A run of records:

· · · ·

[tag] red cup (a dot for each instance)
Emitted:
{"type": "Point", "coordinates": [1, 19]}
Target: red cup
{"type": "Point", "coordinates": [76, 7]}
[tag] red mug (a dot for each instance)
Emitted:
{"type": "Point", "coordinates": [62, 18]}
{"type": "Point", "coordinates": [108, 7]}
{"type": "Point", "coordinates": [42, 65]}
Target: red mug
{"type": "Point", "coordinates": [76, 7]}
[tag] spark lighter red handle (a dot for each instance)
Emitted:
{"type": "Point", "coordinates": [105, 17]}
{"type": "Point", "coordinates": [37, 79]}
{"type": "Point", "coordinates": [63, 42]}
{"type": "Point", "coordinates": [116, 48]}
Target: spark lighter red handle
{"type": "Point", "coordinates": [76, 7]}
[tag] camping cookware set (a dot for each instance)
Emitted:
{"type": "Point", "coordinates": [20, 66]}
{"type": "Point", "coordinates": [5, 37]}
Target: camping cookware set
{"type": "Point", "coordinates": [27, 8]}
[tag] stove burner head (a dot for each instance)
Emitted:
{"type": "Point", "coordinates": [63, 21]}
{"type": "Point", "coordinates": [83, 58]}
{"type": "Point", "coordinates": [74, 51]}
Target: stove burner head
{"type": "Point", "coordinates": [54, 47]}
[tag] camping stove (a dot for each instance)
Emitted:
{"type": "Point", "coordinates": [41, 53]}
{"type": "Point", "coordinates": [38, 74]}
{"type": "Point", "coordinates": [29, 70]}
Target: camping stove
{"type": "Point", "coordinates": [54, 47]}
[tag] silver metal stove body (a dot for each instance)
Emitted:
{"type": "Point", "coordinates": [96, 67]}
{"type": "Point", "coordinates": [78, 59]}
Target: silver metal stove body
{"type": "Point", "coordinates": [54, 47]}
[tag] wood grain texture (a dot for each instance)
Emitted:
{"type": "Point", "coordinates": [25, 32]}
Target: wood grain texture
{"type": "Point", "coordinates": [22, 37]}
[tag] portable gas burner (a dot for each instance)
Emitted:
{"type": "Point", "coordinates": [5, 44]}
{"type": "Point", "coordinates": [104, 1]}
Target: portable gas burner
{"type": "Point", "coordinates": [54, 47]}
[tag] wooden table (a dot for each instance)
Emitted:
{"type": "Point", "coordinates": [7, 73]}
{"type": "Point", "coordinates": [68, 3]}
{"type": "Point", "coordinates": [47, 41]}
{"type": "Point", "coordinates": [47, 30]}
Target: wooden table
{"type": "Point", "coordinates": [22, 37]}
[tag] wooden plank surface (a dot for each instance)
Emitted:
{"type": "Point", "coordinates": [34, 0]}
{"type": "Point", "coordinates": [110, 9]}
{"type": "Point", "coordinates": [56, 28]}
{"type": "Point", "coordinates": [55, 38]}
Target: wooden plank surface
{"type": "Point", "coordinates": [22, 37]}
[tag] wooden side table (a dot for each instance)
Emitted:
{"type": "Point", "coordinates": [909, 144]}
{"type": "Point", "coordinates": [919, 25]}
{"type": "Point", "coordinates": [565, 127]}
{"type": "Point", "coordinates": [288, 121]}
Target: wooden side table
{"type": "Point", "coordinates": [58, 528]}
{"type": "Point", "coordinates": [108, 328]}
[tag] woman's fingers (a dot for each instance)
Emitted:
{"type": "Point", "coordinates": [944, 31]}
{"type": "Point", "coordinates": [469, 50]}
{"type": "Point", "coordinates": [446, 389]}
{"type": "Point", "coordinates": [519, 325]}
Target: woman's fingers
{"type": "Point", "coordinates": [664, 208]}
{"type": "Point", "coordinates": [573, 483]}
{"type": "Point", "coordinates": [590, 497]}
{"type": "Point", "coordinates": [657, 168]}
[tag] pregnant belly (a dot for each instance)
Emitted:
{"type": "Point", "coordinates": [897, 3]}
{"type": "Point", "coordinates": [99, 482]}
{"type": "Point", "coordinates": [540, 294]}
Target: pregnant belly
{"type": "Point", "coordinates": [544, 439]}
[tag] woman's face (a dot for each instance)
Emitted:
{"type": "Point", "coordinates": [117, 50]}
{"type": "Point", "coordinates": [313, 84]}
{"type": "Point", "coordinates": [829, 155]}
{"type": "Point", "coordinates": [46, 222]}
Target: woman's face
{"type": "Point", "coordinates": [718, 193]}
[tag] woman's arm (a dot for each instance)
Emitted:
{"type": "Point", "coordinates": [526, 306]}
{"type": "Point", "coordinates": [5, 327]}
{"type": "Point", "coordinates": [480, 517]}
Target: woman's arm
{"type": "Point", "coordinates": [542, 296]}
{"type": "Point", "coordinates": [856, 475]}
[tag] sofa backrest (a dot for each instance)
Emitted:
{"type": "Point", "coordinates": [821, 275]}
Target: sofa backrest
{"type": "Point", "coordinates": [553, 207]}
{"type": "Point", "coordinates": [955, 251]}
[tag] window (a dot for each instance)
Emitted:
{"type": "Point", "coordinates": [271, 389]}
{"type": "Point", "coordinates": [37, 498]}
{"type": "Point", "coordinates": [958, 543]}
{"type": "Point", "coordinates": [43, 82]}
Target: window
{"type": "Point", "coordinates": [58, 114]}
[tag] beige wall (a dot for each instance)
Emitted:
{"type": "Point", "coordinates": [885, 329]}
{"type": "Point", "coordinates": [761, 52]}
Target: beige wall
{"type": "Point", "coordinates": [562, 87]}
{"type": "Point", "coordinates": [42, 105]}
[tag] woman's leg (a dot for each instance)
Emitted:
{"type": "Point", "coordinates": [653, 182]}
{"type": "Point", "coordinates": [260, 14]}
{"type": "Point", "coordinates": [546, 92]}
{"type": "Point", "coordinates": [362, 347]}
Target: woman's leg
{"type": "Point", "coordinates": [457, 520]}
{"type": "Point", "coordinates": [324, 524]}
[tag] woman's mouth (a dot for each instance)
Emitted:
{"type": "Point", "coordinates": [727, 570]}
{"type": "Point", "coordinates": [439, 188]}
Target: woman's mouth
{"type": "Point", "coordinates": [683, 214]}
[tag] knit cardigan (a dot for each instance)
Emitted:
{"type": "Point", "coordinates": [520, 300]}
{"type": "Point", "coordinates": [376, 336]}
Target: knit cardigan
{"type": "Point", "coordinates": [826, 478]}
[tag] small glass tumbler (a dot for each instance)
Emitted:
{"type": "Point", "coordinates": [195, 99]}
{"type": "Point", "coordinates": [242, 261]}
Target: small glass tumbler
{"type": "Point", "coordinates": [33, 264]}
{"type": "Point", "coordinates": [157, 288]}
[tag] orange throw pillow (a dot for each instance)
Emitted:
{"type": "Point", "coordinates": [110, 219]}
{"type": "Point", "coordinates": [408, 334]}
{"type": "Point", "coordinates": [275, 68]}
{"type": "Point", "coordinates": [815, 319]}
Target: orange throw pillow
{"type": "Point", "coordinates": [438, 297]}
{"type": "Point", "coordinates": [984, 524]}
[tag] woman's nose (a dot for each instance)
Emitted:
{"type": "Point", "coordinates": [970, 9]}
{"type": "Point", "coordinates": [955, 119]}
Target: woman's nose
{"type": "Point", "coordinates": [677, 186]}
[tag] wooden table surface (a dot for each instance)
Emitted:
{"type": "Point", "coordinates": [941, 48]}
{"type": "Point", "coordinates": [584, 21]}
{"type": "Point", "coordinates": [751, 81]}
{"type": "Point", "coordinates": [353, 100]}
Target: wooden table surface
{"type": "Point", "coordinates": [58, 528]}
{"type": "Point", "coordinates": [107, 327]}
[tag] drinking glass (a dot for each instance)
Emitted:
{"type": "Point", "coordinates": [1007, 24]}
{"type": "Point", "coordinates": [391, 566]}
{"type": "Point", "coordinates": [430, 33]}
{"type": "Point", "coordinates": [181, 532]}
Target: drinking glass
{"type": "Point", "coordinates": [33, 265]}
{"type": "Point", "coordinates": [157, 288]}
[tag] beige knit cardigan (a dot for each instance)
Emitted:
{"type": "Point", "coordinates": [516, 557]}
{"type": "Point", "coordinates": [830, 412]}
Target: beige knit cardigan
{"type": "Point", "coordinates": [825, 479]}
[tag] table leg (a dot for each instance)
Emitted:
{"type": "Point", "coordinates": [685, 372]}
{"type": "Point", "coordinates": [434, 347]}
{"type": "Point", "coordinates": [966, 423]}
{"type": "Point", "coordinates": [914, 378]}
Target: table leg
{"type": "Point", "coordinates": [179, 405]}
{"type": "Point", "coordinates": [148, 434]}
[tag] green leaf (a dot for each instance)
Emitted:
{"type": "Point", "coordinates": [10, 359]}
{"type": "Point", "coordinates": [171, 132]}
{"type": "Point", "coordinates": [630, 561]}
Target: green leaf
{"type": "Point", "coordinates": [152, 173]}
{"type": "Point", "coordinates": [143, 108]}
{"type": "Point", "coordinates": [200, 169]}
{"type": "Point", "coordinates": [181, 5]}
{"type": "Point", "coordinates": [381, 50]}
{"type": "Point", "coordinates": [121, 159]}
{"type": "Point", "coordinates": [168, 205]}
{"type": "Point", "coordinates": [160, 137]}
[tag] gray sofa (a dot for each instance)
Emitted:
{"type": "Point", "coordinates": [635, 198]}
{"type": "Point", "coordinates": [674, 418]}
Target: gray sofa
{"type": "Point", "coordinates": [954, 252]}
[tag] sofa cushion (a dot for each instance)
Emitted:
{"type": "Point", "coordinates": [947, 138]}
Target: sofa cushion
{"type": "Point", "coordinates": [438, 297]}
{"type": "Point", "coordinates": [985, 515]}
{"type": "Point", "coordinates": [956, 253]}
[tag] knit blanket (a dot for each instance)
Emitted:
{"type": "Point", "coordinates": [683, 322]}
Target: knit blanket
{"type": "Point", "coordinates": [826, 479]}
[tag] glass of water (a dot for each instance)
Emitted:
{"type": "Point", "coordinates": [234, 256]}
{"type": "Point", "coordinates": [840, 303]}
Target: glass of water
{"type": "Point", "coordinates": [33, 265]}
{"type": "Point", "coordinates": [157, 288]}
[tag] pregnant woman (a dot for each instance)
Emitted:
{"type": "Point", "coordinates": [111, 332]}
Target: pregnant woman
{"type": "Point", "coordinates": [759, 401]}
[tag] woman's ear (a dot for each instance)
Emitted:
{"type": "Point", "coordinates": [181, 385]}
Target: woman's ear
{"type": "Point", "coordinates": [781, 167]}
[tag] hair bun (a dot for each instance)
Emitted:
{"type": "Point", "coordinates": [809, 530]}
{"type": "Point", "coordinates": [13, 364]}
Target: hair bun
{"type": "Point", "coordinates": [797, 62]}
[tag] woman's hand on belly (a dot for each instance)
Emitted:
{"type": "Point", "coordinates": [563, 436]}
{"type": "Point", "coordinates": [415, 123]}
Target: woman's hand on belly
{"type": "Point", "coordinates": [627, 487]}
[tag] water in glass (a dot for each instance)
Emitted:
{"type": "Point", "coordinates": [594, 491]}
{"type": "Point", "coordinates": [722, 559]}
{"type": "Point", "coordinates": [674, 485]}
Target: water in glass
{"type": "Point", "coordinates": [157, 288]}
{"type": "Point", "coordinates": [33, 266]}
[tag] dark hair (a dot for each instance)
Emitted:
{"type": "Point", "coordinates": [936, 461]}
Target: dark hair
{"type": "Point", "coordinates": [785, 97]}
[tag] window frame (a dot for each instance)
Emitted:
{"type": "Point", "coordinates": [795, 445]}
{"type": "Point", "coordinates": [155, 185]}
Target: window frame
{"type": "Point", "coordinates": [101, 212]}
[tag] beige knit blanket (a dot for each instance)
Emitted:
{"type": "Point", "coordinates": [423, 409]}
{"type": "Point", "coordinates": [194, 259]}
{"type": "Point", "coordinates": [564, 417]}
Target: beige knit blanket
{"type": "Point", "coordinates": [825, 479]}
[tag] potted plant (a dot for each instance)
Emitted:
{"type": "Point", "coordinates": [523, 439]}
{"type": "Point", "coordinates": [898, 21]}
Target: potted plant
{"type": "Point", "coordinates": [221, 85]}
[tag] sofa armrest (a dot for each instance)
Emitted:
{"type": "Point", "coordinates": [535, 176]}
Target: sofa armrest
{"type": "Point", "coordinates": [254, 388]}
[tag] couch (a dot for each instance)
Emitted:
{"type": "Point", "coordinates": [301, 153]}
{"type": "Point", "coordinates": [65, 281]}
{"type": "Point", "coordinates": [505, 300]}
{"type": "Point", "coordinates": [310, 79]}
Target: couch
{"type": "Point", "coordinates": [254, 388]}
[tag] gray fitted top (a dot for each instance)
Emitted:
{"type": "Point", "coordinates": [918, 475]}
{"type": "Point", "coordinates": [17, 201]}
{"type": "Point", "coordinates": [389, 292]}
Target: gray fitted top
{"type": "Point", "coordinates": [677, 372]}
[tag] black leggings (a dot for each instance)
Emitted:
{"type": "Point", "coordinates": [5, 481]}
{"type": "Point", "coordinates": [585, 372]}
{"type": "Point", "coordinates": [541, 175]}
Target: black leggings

· · · ·

▶ [Instructions to follow]
Your task is to output exactly the lines running from the one with "[tag] gray fitted" through the final line of the material above, with both ends included.

▶ [Task response]
[tag] gray fitted top (a dot for each instance)
Emitted:
{"type": "Point", "coordinates": [918, 475]}
{"type": "Point", "coordinates": [17, 201]}
{"type": "Point", "coordinates": [389, 292]}
Target: gray fitted top
{"type": "Point", "coordinates": [677, 372]}
[tag] black leggings (a dot for each instance)
Emitted:
{"type": "Point", "coordinates": [5, 481]}
{"type": "Point", "coordinates": [585, 372]}
{"type": "Point", "coordinates": [541, 175]}
Target: black leggings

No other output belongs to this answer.